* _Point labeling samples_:
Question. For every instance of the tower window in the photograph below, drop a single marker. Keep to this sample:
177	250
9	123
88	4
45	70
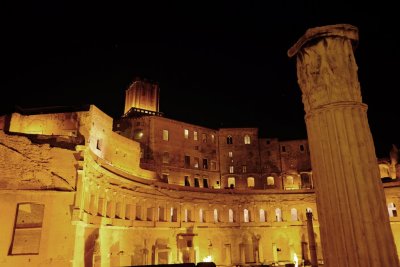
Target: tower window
187	161
230	169
204	138
205	164
27	229
250	182
187	182
165	135
165	157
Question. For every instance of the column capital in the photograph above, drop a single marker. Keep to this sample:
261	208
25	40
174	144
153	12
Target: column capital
338	30
326	67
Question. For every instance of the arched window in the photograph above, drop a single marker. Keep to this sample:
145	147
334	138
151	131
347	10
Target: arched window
250	182
186	217
173	214
201	215
215	215
278	214
392	210
247	139
231	217
262	215
270	180
293	213
231	182
246	217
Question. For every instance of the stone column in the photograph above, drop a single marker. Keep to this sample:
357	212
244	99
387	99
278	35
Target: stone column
354	223
311	240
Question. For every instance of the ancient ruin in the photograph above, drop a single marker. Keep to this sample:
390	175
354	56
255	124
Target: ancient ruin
78	188
355	230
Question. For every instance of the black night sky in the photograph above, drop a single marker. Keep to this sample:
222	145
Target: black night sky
219	64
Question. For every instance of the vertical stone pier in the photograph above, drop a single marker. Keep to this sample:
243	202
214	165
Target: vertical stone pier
354	222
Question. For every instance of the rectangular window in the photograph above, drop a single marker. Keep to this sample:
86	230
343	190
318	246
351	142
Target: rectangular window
174	215
27	229
213	166
165	135
165	157
161	214
187	161
99	144
138	216
187	182
205	164
165	177
128	210
196	162
204	138
205	182
149	214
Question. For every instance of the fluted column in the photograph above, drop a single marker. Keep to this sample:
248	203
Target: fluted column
354	223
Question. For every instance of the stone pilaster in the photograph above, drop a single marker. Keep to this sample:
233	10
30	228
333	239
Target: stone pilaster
354	223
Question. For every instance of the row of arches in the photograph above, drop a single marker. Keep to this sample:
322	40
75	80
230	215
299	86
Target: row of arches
246	217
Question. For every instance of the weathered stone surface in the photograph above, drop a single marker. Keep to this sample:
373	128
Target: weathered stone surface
24	165
355	229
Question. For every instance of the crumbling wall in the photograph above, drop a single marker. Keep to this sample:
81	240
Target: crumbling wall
24	165
47	124
117	150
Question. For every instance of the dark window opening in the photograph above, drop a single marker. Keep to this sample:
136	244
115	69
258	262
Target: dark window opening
187	182
187	161
229	140
205	164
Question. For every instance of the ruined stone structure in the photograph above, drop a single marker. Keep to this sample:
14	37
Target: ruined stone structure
355	230
79	189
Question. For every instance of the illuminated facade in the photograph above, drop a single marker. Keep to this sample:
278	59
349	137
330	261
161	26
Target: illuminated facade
81	189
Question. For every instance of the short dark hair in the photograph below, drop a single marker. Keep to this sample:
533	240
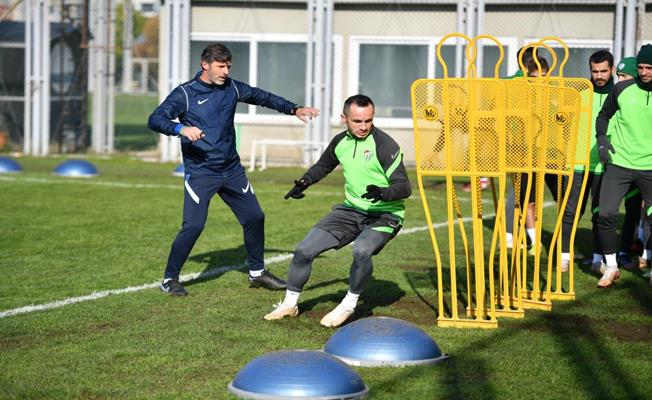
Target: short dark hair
532	65
359	100
216	52
527	54
601	56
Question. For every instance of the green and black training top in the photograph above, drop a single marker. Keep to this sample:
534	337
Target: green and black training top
629	108
375	160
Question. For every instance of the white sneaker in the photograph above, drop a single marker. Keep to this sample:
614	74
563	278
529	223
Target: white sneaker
611	275
337	316
599	267
282	310
565	266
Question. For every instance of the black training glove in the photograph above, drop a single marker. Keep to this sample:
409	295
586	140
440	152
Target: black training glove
374	193
604	147
296	191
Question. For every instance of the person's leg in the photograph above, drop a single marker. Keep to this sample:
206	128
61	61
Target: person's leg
239	195
644	182
509	214
615	183
335	230
568	218
197	196
632	215
316	242
375	235
552	182
365	246
597	264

* _SHORT PROBLEM_:
Rewrite every row, changing "drop a single marker" to "place one point" and keeping everything else the same. Omit the pictures.

* _CORRECT RESPONSE_:
Question. For every instance of the tower window in the photograph below, place one point. Keep to this sample:
177	250
9	123
88	4
45	70
Target: tower window
187	161
230	169
204	138
205	164
27	229
250	182
187	182
165	135
165	157
Question. For every instance of the column capital in the photograph above, place one point. Keep to this sample:
261	208
25	40
174	144
153	12
Target: column capital
338	30
326	67
Question. For every instance of the arched window in the photograph above, place one point. Keep to this sample:
145	147
334	138
151	131
347	10
Target: arched window
250	182
186	217
173	214
201	215
215	215
278	214
392	210
247	139
231	217
262	215
270	180
293	213
231	182
246	217
Question. For every instance of the stone column in the photograph above, place one point. Keep to this sample:
357	212
244	99
387	99
278	35
Target: stone column
354	223
311	240
Question. For every instance of the ancient ruin in the photograph above, place one point. Keep to this sample:
390	175
354	56
255	124
Target: ancient ruin
78	188
355	230
Question. For every instance of the black night sky in the photograph above, place one point. Keep to this sample:
222	145
Target: black night sky
219	64
Question. For every instance of the vertical stone pier in the photograph above, place one point. Keep to this sample:
243	202
214	165
Target: vertical stone pier
354	222
Question. For every instance of the rectangular window in the photograph above, place one point. Keep to this sample:
86	230
343	190
318	246
351	142
Target: rectangular window
174	215
27	229
213	166
165	135
165	157
161	214
187	161
99	144
138	216
187	182
205	164
165	177
128	210
196	162
204	138
205	182
149	214
Question. For every instance of the fluted column in the photograph above, place one point. Keep to this sample:
248	203
Target: fluted column
354	223
Question. For every instance of the stone pilaster in the photograph above, place one point. Keep to this sample:
233	10
30	228
333	239
Target: stone pilaster
354	223
Question. For every instance of the row of arches in the photograph above, place one point. Keep to this sample:
322	40
75	80
230	215
299	86
Target: row of arches
246	217
Question. For every instance of the weathered stone surface in the photograph above, place one point. Keep to this sample:
373	128
Target: weathered stone surface
24	165
355	229
Question. For every instance of the crumbling wall in the photograph above, place one point. Keep to this sample:
81	240
Target: crumbling wall
24	165
47	124
117	150
Question. For every instance of the dark window opening in the photograph above, place one point. Keep to this sample:
136	244
115	69
258	262
Target: dark window opening
187	182
187	161
229	140
205	164
Question. For every instance of the ruined stone structure in the photograph above, place one point. Keep to this sample:
14	37
Target: ruined stone structure
355	230
79	189
Question. For every instance of the illuminated facade in the photograph above, place one point. Keep to this sample:
278	59
349	137
330	261
161	26
Target: illuminated facade
81	189
Question. For every instance of the short dark hair in the photograph below, place one point. Keep to this sample:
533	240
Target: short dark hair
532	65
359	100
216	52
527	54
601	56
Question. For every instance of the green and black training top in the photograph above, place one point. Keep to this sample:
534	337
Target: green and black training top
629	108
375	160
Question. For every instance of the white sneaker in the photograph above, place one point. Keep to this sample:
614	74
563	278
529	223
Target: white sneaker
611	275
337	316
599	267
282	310
565	266
Question. For every instance of the black training glove in the photograph above, place one point. Keep to this sample:
409	295
586	140
440	152
Target: black training glove
374	193
604	147
296	191
Question. For every instance of the person's leg in the photograph above, place one point. Keep to this sample:
206	128
61	61
Target: person's leg
239	195
644	182
509	214
615	183
335	230
568	218
197	196
632	215
316	242
375	235
552	182
365	246
597	264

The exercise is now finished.